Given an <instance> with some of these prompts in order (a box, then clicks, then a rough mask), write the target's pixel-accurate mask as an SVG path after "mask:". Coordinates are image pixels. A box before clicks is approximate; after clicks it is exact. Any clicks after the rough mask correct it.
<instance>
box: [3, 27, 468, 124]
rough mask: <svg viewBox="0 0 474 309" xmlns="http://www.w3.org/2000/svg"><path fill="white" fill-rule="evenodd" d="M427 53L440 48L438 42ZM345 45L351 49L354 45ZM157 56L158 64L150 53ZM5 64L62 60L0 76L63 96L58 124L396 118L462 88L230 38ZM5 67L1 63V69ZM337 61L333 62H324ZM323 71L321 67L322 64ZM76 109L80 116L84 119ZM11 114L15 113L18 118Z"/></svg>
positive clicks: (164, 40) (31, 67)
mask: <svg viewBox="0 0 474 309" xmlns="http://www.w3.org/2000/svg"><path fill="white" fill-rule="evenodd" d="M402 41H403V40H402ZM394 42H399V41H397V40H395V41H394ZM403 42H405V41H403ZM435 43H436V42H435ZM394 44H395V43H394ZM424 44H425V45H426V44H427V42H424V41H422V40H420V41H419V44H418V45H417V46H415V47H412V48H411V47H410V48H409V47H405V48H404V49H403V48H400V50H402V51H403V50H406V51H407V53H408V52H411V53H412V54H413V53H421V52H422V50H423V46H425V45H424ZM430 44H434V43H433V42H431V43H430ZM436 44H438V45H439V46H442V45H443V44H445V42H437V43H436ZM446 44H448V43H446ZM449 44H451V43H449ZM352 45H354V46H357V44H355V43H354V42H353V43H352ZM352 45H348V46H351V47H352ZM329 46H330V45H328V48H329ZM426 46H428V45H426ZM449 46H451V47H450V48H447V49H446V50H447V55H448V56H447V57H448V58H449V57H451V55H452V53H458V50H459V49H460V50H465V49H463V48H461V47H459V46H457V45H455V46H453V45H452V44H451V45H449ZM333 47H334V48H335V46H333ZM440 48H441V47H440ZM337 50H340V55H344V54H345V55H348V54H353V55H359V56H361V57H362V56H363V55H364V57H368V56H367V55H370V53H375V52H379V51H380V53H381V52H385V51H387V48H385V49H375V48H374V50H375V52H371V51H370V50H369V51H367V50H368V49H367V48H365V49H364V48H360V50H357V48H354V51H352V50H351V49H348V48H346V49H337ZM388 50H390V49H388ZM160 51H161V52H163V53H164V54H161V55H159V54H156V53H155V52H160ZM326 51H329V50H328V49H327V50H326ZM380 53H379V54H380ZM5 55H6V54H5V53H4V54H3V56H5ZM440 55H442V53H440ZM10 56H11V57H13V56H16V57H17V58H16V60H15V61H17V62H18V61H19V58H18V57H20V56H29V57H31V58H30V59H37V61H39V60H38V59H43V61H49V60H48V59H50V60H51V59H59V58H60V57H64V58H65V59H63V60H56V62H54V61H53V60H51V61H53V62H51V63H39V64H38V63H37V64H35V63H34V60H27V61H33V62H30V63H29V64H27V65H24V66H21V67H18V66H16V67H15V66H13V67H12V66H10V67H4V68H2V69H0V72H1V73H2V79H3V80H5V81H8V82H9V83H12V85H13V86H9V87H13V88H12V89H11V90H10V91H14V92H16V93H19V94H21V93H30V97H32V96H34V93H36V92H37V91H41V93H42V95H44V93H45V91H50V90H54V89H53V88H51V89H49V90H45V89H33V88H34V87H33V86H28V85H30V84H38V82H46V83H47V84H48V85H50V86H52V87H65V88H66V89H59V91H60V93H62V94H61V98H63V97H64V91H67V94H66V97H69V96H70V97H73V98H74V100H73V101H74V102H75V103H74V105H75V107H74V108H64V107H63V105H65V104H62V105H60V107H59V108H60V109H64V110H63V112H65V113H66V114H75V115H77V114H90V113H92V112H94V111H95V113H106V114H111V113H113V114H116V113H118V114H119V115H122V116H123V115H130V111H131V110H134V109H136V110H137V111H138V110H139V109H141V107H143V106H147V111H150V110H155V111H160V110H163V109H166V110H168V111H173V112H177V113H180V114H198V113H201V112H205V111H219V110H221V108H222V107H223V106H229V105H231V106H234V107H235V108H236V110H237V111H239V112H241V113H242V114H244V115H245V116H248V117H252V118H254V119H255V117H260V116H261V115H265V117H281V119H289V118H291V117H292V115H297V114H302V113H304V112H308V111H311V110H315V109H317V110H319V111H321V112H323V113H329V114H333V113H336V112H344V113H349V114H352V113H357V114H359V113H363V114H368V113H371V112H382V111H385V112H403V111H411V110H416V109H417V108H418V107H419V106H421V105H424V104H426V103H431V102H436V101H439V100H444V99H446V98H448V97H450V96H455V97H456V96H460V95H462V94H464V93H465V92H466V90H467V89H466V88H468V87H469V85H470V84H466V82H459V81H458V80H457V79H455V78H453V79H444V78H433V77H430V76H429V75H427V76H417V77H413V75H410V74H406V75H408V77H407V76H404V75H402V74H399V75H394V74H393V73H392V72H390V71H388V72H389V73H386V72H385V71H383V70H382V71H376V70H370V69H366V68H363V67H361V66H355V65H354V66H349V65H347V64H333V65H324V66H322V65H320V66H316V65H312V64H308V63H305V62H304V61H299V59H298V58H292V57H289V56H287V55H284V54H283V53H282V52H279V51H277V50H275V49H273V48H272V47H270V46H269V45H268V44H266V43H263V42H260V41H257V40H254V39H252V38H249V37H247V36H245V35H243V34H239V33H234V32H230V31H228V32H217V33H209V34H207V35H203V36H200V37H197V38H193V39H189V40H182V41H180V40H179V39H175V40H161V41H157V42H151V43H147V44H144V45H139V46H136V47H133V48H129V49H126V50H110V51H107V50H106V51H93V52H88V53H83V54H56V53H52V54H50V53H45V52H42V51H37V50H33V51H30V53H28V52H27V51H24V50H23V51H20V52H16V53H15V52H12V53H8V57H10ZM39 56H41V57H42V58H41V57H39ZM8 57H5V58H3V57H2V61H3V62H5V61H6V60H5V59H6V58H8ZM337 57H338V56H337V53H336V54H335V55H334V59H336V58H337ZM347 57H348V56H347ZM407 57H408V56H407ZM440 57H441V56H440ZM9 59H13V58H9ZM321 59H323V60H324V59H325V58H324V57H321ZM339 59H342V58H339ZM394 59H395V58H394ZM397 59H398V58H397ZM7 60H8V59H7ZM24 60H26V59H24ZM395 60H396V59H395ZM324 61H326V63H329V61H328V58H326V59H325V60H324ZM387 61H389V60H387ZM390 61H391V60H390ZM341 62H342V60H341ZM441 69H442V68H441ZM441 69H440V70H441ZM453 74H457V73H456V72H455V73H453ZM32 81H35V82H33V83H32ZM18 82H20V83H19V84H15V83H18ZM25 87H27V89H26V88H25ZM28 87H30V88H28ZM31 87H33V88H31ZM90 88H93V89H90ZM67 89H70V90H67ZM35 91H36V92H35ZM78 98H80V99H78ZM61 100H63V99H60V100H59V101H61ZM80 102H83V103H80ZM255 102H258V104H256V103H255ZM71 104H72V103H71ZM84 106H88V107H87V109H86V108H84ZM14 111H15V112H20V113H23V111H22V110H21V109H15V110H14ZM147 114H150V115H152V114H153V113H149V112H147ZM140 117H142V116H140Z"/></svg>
*-*-*
Output exactly one stretch of the listing: from the line containing "box: [3, 27, 468, 124]" through the line containing "rough mask: <svg", both end lines included.

* RESPONSE TO THIS TASK *
box: [3, 27, 468, 124]
rough mask: <svg viewBox="0 0 474 309" xmlns="http://www.w3.org/2000/svg"><path fill="white" fill-rule="evenodd" d="M427 53L440 48L438 42ZM345 45L351 49L354 45ZM157 56L158 64L150 53ZM5 64L62 60L0 76L63 96L58 124L396 118L462 88L230 38ZM5 67L1 63V69ZM337 61L333 62H324ZM323 71L321 67L322 64ZM76 109L80 116L84 119ZM11 114L15 113L18 118Z"/></svg>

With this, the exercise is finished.